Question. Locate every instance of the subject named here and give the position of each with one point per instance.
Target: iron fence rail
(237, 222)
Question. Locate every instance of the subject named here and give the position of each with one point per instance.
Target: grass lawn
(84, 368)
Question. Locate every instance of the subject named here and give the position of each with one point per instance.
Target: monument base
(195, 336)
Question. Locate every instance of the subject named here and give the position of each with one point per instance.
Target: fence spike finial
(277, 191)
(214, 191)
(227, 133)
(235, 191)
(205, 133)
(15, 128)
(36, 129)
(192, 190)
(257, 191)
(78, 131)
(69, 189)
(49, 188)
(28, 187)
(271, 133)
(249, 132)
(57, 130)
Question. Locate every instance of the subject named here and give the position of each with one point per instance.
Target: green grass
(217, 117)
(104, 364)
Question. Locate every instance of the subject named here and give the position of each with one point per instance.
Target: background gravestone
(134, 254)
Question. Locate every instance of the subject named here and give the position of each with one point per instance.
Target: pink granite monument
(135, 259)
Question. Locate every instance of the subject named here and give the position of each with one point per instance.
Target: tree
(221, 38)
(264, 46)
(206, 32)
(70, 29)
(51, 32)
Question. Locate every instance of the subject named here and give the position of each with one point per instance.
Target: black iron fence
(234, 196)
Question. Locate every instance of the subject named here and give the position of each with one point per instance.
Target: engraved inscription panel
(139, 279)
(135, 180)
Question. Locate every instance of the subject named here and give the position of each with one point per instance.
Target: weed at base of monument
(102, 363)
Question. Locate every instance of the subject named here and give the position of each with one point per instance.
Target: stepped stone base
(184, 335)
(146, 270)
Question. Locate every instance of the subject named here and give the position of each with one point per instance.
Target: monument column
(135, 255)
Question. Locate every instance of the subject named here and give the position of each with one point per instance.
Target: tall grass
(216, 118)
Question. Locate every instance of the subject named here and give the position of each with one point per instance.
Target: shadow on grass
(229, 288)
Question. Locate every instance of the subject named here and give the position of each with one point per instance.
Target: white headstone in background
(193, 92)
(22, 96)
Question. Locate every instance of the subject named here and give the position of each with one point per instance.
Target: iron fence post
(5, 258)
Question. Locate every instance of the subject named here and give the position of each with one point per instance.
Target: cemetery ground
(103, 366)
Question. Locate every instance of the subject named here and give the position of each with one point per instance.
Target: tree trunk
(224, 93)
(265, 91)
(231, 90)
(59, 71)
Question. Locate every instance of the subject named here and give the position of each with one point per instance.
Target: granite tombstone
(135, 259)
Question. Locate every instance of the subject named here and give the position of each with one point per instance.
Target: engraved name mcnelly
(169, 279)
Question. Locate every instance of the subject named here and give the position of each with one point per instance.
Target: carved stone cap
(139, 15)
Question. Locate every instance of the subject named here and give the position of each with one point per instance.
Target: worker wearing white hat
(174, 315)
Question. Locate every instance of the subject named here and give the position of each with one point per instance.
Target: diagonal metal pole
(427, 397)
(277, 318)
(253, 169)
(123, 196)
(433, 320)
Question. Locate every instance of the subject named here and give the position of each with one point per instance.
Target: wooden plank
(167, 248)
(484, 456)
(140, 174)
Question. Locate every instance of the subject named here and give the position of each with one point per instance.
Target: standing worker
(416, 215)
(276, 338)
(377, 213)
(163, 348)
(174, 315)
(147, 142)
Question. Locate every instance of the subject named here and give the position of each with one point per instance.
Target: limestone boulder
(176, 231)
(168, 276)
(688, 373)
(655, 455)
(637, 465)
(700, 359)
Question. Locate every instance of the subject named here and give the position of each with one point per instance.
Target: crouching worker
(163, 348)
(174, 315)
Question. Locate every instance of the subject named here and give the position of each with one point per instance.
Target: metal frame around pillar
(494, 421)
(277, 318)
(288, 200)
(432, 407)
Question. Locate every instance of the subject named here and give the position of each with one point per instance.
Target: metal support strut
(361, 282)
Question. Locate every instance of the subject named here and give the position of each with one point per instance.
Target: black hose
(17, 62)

● Work to complete: Please state how many lines in the entries above contain the string "iron", treating uppercase and lowercase letters as different. Reply with the number only.

● Answer to this problem: 3